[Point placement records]
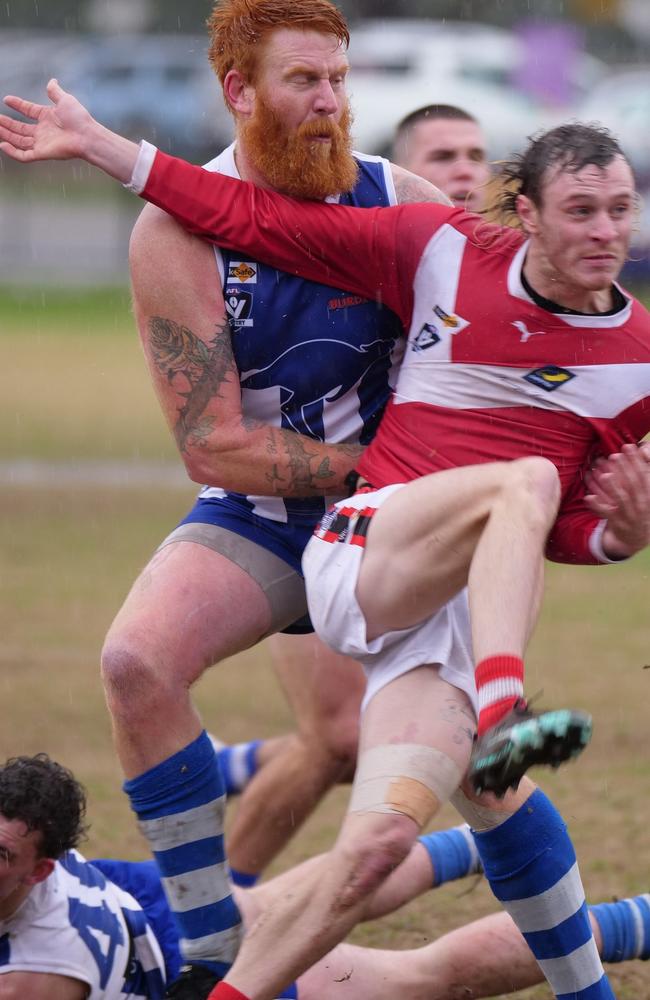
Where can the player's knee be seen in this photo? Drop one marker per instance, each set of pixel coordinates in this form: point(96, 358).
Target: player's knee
point(370, 861)
point(339, 743)
point(533, 485)
point(132, 684)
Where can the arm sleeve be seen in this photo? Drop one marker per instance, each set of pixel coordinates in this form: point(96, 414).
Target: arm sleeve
point(576, 536)
point(357, 249)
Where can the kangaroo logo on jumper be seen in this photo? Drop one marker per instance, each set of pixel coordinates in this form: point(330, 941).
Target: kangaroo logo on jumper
point(239, 305)
point(549, 378)
point(526, 334)
point(241, 270)
point(427, 337)
point(305, 386)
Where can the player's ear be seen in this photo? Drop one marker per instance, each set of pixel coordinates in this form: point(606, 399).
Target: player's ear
point(239, 93)
point(528, 215)
point(41, 870)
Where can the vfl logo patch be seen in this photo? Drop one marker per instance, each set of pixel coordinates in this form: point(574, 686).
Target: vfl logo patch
point(427, 337)
point(241, 270)
point(549, 378)
point(453, 322)
point(239, 305)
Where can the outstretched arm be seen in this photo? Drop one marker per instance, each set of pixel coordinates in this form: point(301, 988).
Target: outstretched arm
point(180, 313)
point(325, 243)
point(608, 518)
point(64, 130)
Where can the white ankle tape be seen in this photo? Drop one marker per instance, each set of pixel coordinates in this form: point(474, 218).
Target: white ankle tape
point(405, 778)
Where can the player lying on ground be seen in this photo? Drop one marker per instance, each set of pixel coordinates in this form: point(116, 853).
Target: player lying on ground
point(71, 929)
point(417, 729)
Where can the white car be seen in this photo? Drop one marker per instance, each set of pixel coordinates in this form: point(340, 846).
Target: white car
point(400, 65)
point(621, 102)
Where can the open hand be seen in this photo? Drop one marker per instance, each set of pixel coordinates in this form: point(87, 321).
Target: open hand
point(619, 490)
point(56, 131)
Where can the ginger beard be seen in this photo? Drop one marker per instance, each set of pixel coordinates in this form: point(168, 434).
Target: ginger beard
point(292, 163)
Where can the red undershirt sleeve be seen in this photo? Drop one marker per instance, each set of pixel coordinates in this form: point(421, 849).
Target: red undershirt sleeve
point(356, 249)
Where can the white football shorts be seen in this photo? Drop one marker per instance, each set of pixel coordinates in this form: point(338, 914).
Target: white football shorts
point(331, 563)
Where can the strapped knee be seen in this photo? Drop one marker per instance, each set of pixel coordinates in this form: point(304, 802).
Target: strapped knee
point(406, 778)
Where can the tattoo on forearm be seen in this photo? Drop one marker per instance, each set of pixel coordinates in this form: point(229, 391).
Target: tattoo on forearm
point(309, 472)
point(198, 370)
point(203, 367)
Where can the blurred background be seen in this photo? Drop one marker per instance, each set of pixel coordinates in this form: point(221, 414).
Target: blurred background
point(141, 67)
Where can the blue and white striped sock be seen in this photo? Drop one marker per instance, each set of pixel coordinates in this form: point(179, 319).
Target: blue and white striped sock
point(453, 854)
point(180, 806)
point(238, 762)
point(531, 866)
point(624, 928)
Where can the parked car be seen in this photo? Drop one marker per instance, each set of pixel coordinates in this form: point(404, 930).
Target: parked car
point(621, 102)
point(398, 65)
point(157, 87)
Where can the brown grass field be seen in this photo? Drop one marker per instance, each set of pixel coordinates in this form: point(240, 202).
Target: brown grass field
point(73, 386)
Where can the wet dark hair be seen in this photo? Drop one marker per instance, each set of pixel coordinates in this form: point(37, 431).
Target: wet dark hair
point(568, 147)
point(47, 798)
point(428, 112)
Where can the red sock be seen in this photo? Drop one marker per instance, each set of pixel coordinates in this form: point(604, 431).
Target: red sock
point(500, 684)
point(224, 991)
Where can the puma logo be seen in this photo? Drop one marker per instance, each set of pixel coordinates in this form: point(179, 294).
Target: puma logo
point(526, 334)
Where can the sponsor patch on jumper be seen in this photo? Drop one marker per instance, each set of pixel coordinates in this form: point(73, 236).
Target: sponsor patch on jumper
point(239, 305)
point(550, 377)
point(345, 301)
point(242, 271)
point(448, 319)
point(427, 337)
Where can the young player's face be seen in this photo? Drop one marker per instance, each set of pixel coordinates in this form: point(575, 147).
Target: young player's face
point(581, 232)
point(298, 136)
point(451, 154)
point(21, 866)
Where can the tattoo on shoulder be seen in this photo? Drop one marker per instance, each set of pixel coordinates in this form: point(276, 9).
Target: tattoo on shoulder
point(197, 368)
point(411, 189)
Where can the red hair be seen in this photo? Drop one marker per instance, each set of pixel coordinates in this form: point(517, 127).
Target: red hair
point(237, 27)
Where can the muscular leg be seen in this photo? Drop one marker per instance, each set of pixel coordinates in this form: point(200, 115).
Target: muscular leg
point(189, 608)
point(324, 691)
point(317, 911)
point(531, 866)
point(485, 526)
point(485, 958)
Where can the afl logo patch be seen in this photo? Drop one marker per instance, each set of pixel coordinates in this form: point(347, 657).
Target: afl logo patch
point(243, 271)
point(549, 378)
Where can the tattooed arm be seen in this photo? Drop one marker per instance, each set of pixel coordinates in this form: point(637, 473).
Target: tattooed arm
point(411, 188)
point(180, 314)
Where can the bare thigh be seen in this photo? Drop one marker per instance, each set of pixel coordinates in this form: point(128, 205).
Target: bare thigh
point(420, 545)
point(323, 688)
point(421, 708)
point(189, 608)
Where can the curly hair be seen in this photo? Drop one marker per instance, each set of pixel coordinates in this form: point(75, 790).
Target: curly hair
point(47, 798)
point(568, 147)
point(236, 28)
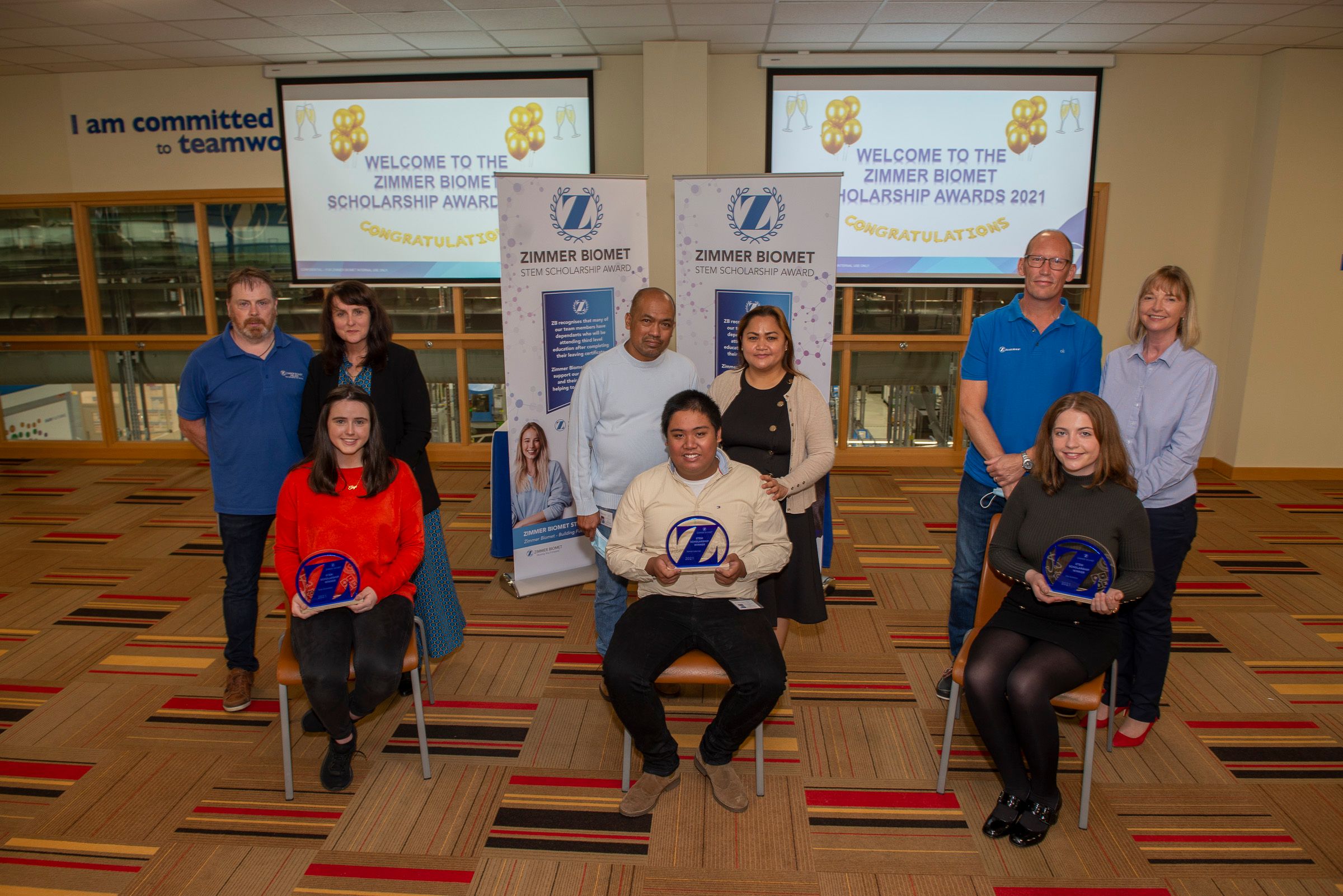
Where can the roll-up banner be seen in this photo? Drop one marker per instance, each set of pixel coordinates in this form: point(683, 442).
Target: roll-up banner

**Work to complete**
Write out the data again, starting at the line that contains "Where can the bare" and ending with the last line of the data, with 102 added to each point coordinate in the answers but not to the ones in the requests. Leave the pictures out.

**Response to this exercise**
Where can the bare thigh be seen in this photo? Drop one marker per instance, each set of pixel coordinates in this form: point(128, 205).
Target: bare thigh
point(522, 647)
point(425, 790)
point(523, 810)
point(291, 710)
Where can the curly hair be seen in this photo? Drop one marker per instance, each set of pixel coordinates in this form: point(75, 790).
Target: curly hair
point(149, 900)
point(670, 249)
point(338, 130)
Where can the roll-up banner be seen in this photo? Drop one marker per instance, each set of pixel coordinates in this form: point(683, 442).
Target: roll-up banner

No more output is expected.